• [Alıntı]:

CHP’nin ekonomiden sorumlu Genel Başkan Yardımcısı Selin Sayek Böke, Türkiye’nin 2014 yılındaki en büyük ekonomik skandalının Recep Tayyip Erdoğan’ın inşa ettirdiği Ak Saray olduğunu söyledi. Böke ile 2014 yılını ve 2015’te Türkiye’yi nelerin beklediğini konuştuk.
* Ekonomide hükümet pembe tablo çiziliyor. Fakat yurt dışı kredi derecelendirme kurumları sürekli notumuzu düşürüyor. Gerçek tablomuz nedir?
Her vatandaş ekonominin bir parçasıdır. Dolayısıyla ekonominin nasıl gittiğini kredi derecelendirme kuruluşlarından veya siyaseten bir amaç uğruna anlatanlardan daha iyi bilen vatandaşın kendisidir. Bu sene Türkiye yaklaşık yüzde 3 büyümüş olacak. Bugüne kadar hep yüzde
5 büyümüşsen ve son yılda bu yüzde
3 olacaksa tarihsel olarak yaratabildiğimiz kadar gelir yaratamıyoruz demektir. Türkiye’nin en temel sorunu bu ekonomik yavaşlamadır. Bunun bir izdüşümü de işsizliktir. Türkiye’de işsizlik çift haneli bir rakama ulaşmış vaziyettedir. Yüzde 10.5 resmi rakamdır. Bir de bu olumsuz tablodan ümidini kaybetmiş, “gitsem de iş bulamayacağım” diye düşünen insanları da dahil ederseniz bu rakam yüzde 18’e varır. Enflasyon da Türkiye’nin büyük sıkıntısı. Son 10 yılda enflasyon hedeflenen noktaya gelemedi. Hâlâ yüzde 9’da. Eskiden cebinizde 100 lira vardı, şimdi yine 100 lira var ama eski 100 liralık ürünü almak için 110 lira ödüyorsunuz.
* OECD Türkiye’nin gelir dağılımında üyeleri içinde servetin en adaletsiz paylaşıldığı 2. ülke olduğunu açıkladı.
Türkiye’de gelir dağılımında ciddi uçurumlar var. En alt yüzde 10’luk gelir kesimiyle en üst yüzde 10’luk gelir kesimi arasındaki gelir farkı neredeyse 14 kattır. Biliyoruz ki bu gelir adaletsizliği, kendi başına sosyal ve ekonomik risk yaratan ve yavaşlamaya katkıda bulunan sorunlardan biridir. Aslına baktığınızda bazı alanlarda da alt gelir gruplarının erişemediği refah unsurlarına da eriştiği bir dönemden geçtik. Zaten küresel düzen buydu.

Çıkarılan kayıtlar
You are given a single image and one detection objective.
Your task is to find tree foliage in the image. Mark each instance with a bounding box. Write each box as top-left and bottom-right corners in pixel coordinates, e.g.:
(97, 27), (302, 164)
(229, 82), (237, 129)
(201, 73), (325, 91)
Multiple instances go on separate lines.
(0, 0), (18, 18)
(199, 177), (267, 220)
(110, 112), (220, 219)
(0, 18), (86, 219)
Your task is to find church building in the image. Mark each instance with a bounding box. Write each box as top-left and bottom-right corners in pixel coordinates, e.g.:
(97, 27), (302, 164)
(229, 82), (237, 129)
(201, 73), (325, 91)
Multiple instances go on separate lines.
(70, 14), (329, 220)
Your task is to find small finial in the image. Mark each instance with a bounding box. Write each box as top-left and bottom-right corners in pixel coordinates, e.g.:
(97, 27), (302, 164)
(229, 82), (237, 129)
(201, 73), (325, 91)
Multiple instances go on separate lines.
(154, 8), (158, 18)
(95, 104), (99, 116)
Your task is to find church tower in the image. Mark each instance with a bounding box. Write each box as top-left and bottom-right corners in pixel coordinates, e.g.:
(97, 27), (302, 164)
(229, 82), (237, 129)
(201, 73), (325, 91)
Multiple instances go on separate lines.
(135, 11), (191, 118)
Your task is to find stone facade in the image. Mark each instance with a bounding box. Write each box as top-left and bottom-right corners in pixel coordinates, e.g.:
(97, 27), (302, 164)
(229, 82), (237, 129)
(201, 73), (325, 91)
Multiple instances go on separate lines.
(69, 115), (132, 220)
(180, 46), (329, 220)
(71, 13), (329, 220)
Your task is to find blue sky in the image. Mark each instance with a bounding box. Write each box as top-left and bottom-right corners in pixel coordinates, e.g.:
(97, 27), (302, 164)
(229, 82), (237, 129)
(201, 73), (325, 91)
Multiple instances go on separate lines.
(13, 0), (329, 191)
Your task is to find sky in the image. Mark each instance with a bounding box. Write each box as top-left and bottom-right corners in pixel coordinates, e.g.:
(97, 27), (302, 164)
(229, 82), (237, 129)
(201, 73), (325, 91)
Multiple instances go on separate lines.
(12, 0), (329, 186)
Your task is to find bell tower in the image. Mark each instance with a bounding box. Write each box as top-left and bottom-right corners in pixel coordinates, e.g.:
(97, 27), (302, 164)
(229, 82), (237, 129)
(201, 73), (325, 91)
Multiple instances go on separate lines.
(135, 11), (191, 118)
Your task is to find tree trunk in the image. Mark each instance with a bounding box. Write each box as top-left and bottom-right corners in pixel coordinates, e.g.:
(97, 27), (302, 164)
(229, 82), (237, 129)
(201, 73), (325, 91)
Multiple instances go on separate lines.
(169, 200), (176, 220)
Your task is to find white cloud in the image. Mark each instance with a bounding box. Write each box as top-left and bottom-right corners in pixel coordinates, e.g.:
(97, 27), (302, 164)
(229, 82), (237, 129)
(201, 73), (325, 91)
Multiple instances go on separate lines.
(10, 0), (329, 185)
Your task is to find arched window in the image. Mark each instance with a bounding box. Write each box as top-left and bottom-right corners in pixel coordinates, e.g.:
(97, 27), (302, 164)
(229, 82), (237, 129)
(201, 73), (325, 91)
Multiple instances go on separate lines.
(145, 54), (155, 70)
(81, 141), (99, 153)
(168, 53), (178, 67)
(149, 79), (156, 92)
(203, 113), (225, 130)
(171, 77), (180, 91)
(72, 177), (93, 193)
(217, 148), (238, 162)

• [Verilen Talimat 1]: Türkiye ekonomisi üzerine yapılan söyleşiden "Türkiye’de gelir dağılımında" ile "küresel düzen buydu." arasındaki bölümü, bu iki ifade de dahil olmak üzere kopyalayın.
• [Verilen Talimat 2]: Türkiye ekonomisi üzerine yapılan söyleşiyi kaldığı yerden devam ettirin.

• [Yanıt 1]:
Türkiye’de gelir dağılımında ciddi uçurumlar var. En alt yüzde 10’luk gelir kesimiyle en üst yüzde 10’luk gelir kesimi arasındaki gelir farkı neredeyse 14 kattır. Biliyoruz ki bu gelir adaletsizliği, kendi başına sosyal ve ekonomik risk yaratan ve yavaşlamaya katkıda bulunan sorunlardan biridir. Aslına baktığınızda bazı alanlarda da alt gelir gruplarının erişemediği refah unsurlarına da eriştiği bir dönemden geçtik. Zaten küresel düzen buydu.

• [Yanıt 2]:
* 2014 yılına damgasını vuran en önemli ekonomik gelişme nedir?
Türkiye’de şu anda ekonominin bu kadar yavaşlamasının temel sebebi hukukun üstünlüğünün zedelenmesidir. Artık ekonomik faaliyete katılan hiçbir birey yarınını öngöremiyor. En üst makamdaki birinin çıkıp belli bankalara, şirketlere dair açıklama yapması ve bunu teknokratlardan önce yapması hukukun nasıl işlediğini sergiliyor. Böyle bir ortamda ne üretim oluyor ne istihdam yaratılıyor.
* Erdoğan’ın Merkez Bankası Başkanı Erdem Başçı’ya sürekli faiz indirimine gitmesi konusundaki baskısını nasıl yorumlarsınız?
Türkiye’de kâğıt üzerinde Merkez Bankası bağımsızlığı var. Faizler neden yükselir? Neden sürekli “indirin” diye bağırıyorlar? Esasında durmadan indirin diye müdahale edildiği için faizler yükseliyor. Siyasetçi olarak faizi siyasi bir karara dönüştürürseniz piyasada o faizi belirleyenler döner der ki, “burada ciddi bir risk var.” Çünkü yarın o siyasetçinin ne diyeceğiniz bilemezler. O zaman da faiz zaten siyasi risk sebebiyle daha yüksek olur.
*Türkiye, son yılların en büyük cari açığını 2013’te verdi, 65.4 milyar dolar. Ekonomide hızla ilerlediğini söyleyen hükümet söylemleriyle çelişmiyor mu?
Cari açığın küçülmesi bu modelde esasında büyümenin yavaşlaması ve işsizliğin artması anlamına da geliyor. 2014’te cari açığın azaldığını göreceğiz. Bu hem yavaşlamadan olacak hem de petrol fiyatlarının düşmesinden kaynaklanacak. Her 10 dolarlık petrol fiyatı düşüşü cari açığı yaklaşık 4 milyar dolar değerinde azaltıyor. Petrol fiyatları neredeyse 100 dolardan 60 dolara indi. 16 milyar dolar civarında cari açıkta düzelme bizim bir şey yaptığımız için değil, dünyada petrol fiyatları düştüğü için olmuş olacak. Ve bize muhtemelen “bakın cari açık küçüldü” hikâyesini anlatacaklar. Cari açığın temelinde yatan sorun (ithalata bağımlı üretim ve dış borca bağımlı üretim) bunlarda bir değişiklik yoksa eğer yarın Türkiye’nin ekonomisinin tekrar canlandığı takdirde yine cari açıkla karşılaşacağız.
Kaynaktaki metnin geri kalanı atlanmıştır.